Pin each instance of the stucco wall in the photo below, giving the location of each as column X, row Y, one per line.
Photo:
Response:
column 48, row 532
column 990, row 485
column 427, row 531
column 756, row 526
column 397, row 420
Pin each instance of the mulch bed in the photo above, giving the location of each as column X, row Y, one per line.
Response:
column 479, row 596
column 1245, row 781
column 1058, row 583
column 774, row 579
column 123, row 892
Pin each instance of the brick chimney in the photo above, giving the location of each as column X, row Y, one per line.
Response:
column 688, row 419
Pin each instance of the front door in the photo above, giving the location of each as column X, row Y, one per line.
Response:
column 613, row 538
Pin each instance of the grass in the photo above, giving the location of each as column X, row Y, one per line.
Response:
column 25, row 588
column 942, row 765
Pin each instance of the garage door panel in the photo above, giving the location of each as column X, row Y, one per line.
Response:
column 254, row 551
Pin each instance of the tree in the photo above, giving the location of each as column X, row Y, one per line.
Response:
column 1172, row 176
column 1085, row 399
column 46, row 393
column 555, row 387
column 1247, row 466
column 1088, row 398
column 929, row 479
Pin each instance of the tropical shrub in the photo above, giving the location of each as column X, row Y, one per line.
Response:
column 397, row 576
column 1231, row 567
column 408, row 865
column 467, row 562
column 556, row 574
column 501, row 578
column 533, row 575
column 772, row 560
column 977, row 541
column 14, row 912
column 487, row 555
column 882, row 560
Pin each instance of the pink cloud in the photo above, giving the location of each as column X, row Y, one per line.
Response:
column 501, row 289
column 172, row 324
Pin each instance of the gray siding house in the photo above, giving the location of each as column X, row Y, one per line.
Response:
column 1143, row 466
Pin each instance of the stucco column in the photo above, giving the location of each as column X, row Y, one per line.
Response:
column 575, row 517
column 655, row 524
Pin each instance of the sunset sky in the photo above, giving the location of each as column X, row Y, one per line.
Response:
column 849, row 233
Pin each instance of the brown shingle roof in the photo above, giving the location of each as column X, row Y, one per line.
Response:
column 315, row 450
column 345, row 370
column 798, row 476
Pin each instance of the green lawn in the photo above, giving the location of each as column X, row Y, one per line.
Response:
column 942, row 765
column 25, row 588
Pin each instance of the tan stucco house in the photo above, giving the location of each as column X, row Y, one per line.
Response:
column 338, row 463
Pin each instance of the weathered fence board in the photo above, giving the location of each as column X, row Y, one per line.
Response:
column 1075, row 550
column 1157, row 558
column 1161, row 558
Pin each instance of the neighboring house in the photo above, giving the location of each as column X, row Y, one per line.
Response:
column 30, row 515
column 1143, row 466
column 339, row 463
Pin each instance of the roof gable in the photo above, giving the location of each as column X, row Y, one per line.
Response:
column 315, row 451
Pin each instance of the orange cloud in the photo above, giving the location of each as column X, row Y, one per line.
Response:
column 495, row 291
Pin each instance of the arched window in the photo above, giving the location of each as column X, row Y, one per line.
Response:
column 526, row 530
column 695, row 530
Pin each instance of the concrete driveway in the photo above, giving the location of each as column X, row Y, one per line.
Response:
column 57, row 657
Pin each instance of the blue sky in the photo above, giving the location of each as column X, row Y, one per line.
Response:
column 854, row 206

• Your instructions
Starting at the line that contains "Pin each instance of the orange" and ending at the end of the records, write those lines out again, substituting "Reply" for "Response" and leaving everything else unchanged.

• Output for this exercise
Pin each instance of the orange cloud in the photo above, giving the location of each as column X, row Y, one per line.
Reply:
column 495, row 291
Pin each instance of the arched window in the photo above, giving the location of each as column X, row Y, one per line.
Reply:
column 526, row 530
column 695, row 530
Pin each instance of the concrete driveway in the photo above, giving the location of each as column X, row Y, one per line.
Reply:
column 57, row 657
Pin each instance of the blue sky in the photo above, giving the location of each as column X, row Y, one per line.
Reply:
column 854, row 206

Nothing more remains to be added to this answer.